» **Information given**:

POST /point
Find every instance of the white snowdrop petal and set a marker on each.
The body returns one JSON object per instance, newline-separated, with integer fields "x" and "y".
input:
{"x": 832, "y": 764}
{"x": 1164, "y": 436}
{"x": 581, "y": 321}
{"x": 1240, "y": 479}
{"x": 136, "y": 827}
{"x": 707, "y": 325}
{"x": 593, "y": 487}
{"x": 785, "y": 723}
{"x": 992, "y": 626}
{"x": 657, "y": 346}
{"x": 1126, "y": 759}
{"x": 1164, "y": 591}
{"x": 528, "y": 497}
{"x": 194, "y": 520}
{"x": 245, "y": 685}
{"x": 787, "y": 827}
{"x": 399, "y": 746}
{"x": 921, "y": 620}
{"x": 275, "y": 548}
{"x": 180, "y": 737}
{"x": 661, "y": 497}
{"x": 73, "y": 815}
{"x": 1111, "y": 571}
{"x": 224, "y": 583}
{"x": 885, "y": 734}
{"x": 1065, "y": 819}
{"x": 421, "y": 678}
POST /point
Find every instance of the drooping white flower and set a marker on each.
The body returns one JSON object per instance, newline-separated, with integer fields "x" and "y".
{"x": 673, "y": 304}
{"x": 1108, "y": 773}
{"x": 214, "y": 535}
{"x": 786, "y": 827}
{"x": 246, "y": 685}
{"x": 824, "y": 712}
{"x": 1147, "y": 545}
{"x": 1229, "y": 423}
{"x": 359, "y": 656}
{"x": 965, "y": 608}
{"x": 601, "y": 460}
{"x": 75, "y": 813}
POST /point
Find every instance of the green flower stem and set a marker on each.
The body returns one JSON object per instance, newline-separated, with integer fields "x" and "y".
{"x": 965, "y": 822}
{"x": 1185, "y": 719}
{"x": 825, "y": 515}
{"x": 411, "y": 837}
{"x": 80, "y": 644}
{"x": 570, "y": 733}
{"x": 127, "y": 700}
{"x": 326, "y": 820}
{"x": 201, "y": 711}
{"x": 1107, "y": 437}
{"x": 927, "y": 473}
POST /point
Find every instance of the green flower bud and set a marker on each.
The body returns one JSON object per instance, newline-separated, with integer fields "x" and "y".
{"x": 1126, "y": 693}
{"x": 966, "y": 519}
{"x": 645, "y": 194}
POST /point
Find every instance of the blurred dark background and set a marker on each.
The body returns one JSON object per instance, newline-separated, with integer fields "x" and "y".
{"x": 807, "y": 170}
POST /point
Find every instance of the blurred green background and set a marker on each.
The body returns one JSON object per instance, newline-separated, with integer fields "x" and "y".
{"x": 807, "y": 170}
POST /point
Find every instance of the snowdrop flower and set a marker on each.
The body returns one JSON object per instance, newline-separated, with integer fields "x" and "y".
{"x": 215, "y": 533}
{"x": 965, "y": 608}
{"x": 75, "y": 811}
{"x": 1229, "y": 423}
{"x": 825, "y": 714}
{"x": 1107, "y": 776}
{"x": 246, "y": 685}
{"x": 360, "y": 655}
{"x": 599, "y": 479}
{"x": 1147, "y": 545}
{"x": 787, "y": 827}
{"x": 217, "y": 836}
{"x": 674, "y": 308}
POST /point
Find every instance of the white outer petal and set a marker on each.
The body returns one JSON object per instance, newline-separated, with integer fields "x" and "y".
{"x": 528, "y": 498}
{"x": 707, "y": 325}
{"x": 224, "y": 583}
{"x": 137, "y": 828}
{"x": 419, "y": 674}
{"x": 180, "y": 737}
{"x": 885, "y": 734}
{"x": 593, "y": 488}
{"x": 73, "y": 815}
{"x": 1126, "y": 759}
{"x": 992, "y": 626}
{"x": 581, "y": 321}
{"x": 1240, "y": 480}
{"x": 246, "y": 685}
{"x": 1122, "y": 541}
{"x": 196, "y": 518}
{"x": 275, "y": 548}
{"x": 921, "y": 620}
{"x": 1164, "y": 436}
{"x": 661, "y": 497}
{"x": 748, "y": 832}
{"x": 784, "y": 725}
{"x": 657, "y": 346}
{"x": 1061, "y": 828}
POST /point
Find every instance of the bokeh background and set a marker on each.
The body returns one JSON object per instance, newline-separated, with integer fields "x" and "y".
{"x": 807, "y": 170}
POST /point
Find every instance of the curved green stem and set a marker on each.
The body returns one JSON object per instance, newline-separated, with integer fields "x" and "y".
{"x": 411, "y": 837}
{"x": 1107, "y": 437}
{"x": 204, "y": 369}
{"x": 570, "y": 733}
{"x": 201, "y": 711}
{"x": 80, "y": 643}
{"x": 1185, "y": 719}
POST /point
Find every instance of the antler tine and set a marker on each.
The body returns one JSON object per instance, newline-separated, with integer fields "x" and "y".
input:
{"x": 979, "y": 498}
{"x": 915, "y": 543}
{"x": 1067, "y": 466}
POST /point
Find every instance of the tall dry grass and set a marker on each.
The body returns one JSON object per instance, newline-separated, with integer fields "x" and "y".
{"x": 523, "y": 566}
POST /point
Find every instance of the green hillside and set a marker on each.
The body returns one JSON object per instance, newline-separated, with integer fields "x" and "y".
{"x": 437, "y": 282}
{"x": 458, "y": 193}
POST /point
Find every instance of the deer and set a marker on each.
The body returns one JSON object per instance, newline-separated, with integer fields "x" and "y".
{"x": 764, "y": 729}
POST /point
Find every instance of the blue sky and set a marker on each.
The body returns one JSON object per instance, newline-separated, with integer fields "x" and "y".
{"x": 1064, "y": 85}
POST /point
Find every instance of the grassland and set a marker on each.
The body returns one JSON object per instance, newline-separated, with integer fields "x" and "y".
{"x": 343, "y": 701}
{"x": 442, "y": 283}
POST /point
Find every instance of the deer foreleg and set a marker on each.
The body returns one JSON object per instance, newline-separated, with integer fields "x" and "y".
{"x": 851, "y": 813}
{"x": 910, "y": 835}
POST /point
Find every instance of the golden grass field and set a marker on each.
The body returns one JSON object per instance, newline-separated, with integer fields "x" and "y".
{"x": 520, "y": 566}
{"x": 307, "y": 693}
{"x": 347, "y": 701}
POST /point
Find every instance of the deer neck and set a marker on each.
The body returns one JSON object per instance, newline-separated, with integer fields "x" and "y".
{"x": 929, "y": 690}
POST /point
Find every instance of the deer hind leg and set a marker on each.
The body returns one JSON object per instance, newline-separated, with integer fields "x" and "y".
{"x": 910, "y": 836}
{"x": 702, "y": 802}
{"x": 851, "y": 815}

» **The task**:
Each line of the material should be echoed exactly.

» **Finished task**:
POST /point
Find every instance of the white snowdrop petal and set a marker on each.
The body returns one JSON object per instance, newline-separated, with integer fields "x" and "y".
input:
{"x": 832, "y": 764}
{"x": 1164, "y": 436}
{"x": 581, "y": 321}
{"x": 1240, "y": 479}
{"x": 136, "y": 827}
{"x": 707, "y": 325}
{"x": 593, "y": 487}
{"x": 785, "y": 723}
{"x": 992, "y": 626}
{"x": 657, "y": 346}
{"x": 1126, "y": 759}
{"x": 1164, "y": 591}
{"x": 528, "y": 497}
{"x": 194, "y": 520}
{"x": 245, "y": 685}
{"x": 787, "y": 827}
{"x": 399, "y": 746}
{"x": 921, "y": 620}
{"x": 275, "y": 548}
{"x": 180, "y": 737}
{"x": 661, "y": 497}
{"x": 73, "y": 815}
{"x": 1111, "y": 571}
{"x": 224, "y": 583}
{"x": 885, "y": 734}
{"x": 1065, "y": 819}
{"x": 421, "y": 678}
POST /point
Find every instance of the drooping white flower and set a marker on each.
The body returns one JSON object per instance, newline-separated, with integer fields "x" and "y".
{"x": 673, "y": 304}
{"x": 1108, "y": 773}
{"x": 214, "y": 535}
{"x": 786, "y": 827}
{"x": 246, "y": 685}
{"x": 824, "y": 712}
{"x": 1147, "y": 545}
{"x": 1229, "y": 423}
{"x": 359, "y": 656}
{"x": 965, "y": 608}
{"x": 601, "y": 460}
{"x": 75, "y": 813}
POST /point
Find every instance of the green flower stem and set a marker on each.
The body returns one JSON object per instance, newline-separated, with integer fields "x" and "y".
{"x": 965, "y": 822}
{"x": 1185, "y": 719}
{"x": 825, "y": 515}
{"x": 411, "y": 837}
{"x": 80, "y": 644}
{"x": 570, "y": 733}
{"x": 127, "y": 700}
{"x": 326, "y": 820}
{"x": 201, "y": 711}
{"x": 1107, "y": 437}
{"x": 927, "y": 473}
POST /point
Find every instance of the green flower bud and set a marker on each.
The body returns one JSON object per instance, newline-separated, with integer fields "x" and "y".
{"x": 1126, "y": 693}
{"x": 966, "y": 519}
{"x": 645, "y": 194}
POST /point
Find every instance of the blurred dark background and set a marker on each.
The body returns one JSON object per instance, newline-separated, with integer fields "x" and "y".
{"x": 807, "y": 170}
POST /point
Find every instance of the blurred green background and set a marker on each.
The body returns one JSON object per instance, newline-separated, with integer fields "x" and "y".
{"x": 807, "y": 170}
POST /point
Find every instance of the snowdrop flower and set a marker on each.
The body returns one JSON object per instance, newline-separated, with integer fields "x" and "y".
{"x": 215, "y": 533}
{"x": 965, "y": 608}
{"x": 75, "y": 811}
{"x": 1229, "y": 423}
{"x": 825, "y": 714}
{"x": 1107, "y": 776}
{"x": 246, "y": 685}
{"x": 360, "y": 655}
{"x": 599, "y": 479}
{"x": 1147, "y": 545}
{"x": 787, "y": 827}
{"x": 217, "y": 836}
{"x": 674, "y": 308}
POST /point
Find every instance of the white outer petal and set a marker on each.
The body returns one JSON object per instance, newline-separated, with integer fields "x" and "y".
{"x": 528, "y": 498}
{"x": 707, "y": 325}
{"x": 224, "y": 583}
{"x": 137, "y": 828}
{"x": 419, "y": 674}
{"x": 180, "y": 737}
{"x": 885, "y": 734}
{"x": 593, "y": 488}
{"x": 73, "y": 815}
{"x": 1126, "y": 759}
{"x": 992, "y": 626}
{"x": 581, "y": 321}
{"x": 1240, "y": 480}
{"x": 246, "y": 685}
{"x": 1122, "y": 541}
{"x": 196, "y": 518}
{"x": 275, "y": 548}
{"x": 921, "y": 620}
{"x": 1164, "y": 436}
{"x": 661, "y": 497}
{"x": 748, "y": 832}
{"x": 784, "y": 725}
{"x": 657, "y": 346}
{"x": 1061, "y": 828}
POST /point
Find every instance of the bokeh background and set a marker on each.
The body returns one JSON object per instance, newline-separated, with integer fields "x" and "y".
{"x": 807, "y": 170}
POST /point
Find every instance of the curved green stem and set a marker on each.
The body returns one JSON object per instance, newline-separated, with integer fields "x" and "y".
{"x": 411, "y": 837}
{"x": 1107, "y": 437}
{"x": 204, "y": 369}
{"x": 570, "y": 733}
{"x": 201, "y": 711}
{"x": 80, "y": 643}
{"x": 1185, "y": 719}
POST /point
Find every instance of the antler tine and set a marker on each.
The body returns one JSON object per instance, newline-separated, with integer fields "x" and "y".
input:
{"x": 979, "y": 498}
{"x": 915, "y": 543}
{"x": 1067, "y": 466}
POST /point
Find every instance of the tall dry grass and set a marker on each.
The body returns one JSON object per instance, newline-separated, with integer fields "x" and "y".
{"x": 523, "y": 566}
POST /point
Find every instance of the green hillside and set a marker on each.
The body returns one JSON object per instance, newline-separated, with integer fields "x" and "y".
{"x": 437, "y": 282}
{"x": 458, "y": 193}
POST /point
Find every instance of the deer and set a marker on each.
The body returns one JSON object per instance, newline-separated, with integer fields "x" and "y".
{"x": 764, "y": 729}
POST /point
Find every instance of the blue sky and set a marker on each.
The body returns one JSON object per instance, newline-separated, with integer fields "x" and "y".
{"x": 1064, "y": 85}
POST /point
Find every instance of the grassland and set a marker on each.
The body returns one JSON object per instance, newline-separated, with integer fields "x" and "y".
{"x": 343, "y": 701}
{"x": 442, "y": 283}
POST /point
Find every instance of the deer foreleg and set a marker on each.
The body returns one JSON object per instance, newline-separated, with integer fields "x" and "y".
{"x": 851, "y": 813}
{"x": 910, "y": 835}
POST /point
Find every instance of the golden grass field and set a marker on each.
The body returns one JSON object per instance, newline-separated, with integer fields "x" and "y".
{"x": 520, "y": 566}
{"x": 307, "y": 693}
{"x": 347, "y": 701}
POST /point
Find every instance of the deer neck and set a marker on each.
The body returns one JSON object per instance, newline-separated, with integer fields "x" and "y".
{"x": 929, "y": 690}
POST /point
Find every instance of the deer hind leg and set a marker on each.
The body returns one JSON object per instance, newline-separated, with integer fields "x" and "y".
{"x": 910, "y": 836}
{"x": 702, "y": 802}
{"x": 851, "y": 815}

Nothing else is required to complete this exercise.